> [REQUIRED WORK]: Print each line exactly, beginning with the one where "Note: pick out each instance of the yogi" appears and ending at the last line below.
[[ INFORMATION SHOWN open ]]
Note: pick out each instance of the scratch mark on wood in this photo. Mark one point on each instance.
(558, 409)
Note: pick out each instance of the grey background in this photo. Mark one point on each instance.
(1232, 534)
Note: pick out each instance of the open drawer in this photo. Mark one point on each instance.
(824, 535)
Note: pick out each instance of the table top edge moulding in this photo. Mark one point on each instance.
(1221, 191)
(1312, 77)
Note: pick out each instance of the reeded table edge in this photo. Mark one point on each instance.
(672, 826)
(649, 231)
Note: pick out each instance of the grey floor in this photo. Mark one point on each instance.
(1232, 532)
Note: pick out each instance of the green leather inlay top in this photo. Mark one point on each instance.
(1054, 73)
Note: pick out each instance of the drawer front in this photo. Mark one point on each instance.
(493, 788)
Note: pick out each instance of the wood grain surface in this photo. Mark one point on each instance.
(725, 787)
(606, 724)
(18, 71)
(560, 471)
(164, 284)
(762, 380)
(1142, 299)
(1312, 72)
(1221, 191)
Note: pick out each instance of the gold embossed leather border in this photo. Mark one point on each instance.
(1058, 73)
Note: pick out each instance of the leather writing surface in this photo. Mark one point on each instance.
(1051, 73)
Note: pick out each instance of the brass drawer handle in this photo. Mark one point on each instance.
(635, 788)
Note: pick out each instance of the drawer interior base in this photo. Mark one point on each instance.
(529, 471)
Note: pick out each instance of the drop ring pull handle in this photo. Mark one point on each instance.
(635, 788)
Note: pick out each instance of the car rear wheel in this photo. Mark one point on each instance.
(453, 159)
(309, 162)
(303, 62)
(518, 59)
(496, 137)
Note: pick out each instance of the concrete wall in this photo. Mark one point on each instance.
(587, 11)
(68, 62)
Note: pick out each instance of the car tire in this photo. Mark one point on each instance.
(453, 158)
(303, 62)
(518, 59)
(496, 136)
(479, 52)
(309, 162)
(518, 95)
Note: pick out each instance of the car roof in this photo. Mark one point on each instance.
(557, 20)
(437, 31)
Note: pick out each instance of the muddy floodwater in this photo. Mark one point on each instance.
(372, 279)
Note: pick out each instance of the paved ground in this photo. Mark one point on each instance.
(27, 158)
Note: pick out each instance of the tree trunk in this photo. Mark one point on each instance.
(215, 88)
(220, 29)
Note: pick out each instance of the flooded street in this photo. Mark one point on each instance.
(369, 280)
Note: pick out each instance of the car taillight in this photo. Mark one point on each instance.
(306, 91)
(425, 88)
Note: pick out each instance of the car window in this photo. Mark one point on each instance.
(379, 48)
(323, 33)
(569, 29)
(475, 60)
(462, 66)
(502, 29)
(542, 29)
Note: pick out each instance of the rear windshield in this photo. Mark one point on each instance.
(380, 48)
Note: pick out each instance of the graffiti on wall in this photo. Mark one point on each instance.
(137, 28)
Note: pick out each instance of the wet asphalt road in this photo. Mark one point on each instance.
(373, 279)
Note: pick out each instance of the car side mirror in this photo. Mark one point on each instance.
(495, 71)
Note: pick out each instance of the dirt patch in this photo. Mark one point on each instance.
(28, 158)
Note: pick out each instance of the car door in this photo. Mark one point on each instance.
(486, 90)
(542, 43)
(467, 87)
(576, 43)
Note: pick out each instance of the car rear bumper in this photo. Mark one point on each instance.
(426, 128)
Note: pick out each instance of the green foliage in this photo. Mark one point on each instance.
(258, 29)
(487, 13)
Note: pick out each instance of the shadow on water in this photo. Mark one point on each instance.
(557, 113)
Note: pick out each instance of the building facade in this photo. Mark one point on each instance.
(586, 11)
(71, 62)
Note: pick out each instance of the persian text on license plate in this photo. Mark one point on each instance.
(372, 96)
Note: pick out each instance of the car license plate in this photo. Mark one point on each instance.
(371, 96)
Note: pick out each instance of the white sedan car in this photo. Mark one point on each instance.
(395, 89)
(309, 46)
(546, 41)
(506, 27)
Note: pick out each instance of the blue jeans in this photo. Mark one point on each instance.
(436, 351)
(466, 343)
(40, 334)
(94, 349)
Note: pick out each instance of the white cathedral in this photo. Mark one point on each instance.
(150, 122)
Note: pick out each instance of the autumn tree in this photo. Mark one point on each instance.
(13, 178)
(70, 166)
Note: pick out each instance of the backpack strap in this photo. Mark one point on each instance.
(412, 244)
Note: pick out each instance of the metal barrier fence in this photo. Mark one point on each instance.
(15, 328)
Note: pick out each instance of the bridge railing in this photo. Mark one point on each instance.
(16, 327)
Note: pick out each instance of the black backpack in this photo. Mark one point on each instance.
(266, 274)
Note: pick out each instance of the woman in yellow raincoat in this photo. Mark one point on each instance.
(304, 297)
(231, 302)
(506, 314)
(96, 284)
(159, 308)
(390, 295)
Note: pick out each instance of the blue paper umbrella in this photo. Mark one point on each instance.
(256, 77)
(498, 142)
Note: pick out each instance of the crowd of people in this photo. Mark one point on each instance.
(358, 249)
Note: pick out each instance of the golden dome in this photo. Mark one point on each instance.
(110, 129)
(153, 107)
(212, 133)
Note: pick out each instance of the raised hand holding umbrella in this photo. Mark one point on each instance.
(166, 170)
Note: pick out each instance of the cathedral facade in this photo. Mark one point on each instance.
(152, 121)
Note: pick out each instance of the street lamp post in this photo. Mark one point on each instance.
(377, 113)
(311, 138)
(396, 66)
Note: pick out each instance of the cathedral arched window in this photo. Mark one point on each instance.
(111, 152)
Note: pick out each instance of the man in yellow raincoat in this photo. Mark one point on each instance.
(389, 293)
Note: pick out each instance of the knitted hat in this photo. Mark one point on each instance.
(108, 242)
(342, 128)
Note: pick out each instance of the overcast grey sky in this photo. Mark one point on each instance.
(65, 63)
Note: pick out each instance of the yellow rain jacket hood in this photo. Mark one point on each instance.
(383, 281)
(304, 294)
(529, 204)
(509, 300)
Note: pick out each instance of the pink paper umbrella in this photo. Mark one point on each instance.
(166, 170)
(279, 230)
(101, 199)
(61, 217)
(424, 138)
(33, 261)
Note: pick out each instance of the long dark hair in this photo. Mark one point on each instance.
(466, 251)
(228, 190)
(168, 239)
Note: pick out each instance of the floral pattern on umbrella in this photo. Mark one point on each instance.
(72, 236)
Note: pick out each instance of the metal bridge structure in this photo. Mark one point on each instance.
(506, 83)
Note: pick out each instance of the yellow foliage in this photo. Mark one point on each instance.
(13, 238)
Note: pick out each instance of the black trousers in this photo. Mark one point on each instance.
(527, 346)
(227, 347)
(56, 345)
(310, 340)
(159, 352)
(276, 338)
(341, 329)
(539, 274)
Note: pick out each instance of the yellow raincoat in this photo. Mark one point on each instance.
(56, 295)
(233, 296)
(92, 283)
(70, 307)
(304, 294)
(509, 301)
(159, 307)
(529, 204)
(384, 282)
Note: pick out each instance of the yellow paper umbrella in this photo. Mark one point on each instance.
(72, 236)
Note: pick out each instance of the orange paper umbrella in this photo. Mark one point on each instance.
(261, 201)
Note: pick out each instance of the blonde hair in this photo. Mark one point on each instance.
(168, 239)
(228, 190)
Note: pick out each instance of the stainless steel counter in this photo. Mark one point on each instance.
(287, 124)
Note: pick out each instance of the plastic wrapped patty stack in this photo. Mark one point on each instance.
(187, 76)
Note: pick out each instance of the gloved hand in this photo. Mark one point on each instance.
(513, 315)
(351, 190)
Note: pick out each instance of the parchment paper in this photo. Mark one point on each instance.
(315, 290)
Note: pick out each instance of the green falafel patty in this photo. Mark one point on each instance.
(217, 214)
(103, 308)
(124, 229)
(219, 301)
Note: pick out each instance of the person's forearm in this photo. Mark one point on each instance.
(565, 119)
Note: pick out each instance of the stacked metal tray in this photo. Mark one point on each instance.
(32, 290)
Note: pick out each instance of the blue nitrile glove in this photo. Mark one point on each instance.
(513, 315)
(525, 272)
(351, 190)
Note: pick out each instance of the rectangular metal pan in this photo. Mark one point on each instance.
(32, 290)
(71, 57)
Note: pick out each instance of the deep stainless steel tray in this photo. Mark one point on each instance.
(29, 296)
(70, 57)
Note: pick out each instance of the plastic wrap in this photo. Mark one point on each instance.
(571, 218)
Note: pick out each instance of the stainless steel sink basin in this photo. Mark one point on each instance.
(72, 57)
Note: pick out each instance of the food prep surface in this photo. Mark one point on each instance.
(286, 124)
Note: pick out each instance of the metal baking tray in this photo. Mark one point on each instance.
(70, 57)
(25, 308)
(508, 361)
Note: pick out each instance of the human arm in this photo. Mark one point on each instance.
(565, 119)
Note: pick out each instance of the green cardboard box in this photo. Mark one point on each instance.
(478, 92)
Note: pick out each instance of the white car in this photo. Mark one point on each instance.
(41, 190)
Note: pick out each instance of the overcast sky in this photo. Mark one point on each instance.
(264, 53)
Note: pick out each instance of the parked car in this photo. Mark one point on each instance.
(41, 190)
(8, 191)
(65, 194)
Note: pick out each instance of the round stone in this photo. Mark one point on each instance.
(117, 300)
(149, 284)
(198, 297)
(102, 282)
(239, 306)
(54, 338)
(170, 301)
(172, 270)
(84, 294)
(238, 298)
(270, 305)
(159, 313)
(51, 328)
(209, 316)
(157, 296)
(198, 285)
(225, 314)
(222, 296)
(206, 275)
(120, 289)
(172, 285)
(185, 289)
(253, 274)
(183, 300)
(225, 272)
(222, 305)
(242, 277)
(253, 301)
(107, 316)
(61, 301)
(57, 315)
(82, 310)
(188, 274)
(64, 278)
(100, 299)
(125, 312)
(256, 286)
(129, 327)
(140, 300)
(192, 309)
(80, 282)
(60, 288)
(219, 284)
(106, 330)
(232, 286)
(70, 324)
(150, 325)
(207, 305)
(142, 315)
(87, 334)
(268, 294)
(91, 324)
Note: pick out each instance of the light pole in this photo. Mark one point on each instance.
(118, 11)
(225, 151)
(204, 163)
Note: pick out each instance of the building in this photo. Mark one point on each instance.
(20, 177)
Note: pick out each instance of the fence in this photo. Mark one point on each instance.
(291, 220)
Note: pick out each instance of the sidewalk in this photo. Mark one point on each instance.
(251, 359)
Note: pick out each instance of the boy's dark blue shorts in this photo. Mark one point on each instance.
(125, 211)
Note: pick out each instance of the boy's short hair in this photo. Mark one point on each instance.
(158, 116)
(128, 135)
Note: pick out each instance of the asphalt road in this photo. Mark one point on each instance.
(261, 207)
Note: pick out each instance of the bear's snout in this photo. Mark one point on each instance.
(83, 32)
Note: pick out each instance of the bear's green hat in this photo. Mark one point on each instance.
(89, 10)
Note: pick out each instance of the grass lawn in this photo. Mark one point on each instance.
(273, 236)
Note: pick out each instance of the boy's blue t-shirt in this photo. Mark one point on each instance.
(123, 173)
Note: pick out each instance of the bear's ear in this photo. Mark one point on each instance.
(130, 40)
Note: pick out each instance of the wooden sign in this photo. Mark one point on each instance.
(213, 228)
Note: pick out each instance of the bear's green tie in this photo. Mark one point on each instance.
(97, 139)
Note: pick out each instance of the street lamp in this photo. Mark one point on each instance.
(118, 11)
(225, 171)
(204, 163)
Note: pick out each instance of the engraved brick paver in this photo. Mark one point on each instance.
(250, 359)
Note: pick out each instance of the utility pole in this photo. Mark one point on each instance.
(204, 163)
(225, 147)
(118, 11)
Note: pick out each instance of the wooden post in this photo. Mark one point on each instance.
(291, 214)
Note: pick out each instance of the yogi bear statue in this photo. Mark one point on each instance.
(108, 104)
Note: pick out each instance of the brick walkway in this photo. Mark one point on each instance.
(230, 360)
[[ INFORMATION SHOWN closed ]]
> [OUTPUT FOR THIS EXERCISE]:
Note: pick out each instance of the yogi bear statue in this photo. Mark one point on each instance.
(108, 104)
Note: pick out each instance of the brick walkway in this photo. Mark one point on each instance.
(230, 360)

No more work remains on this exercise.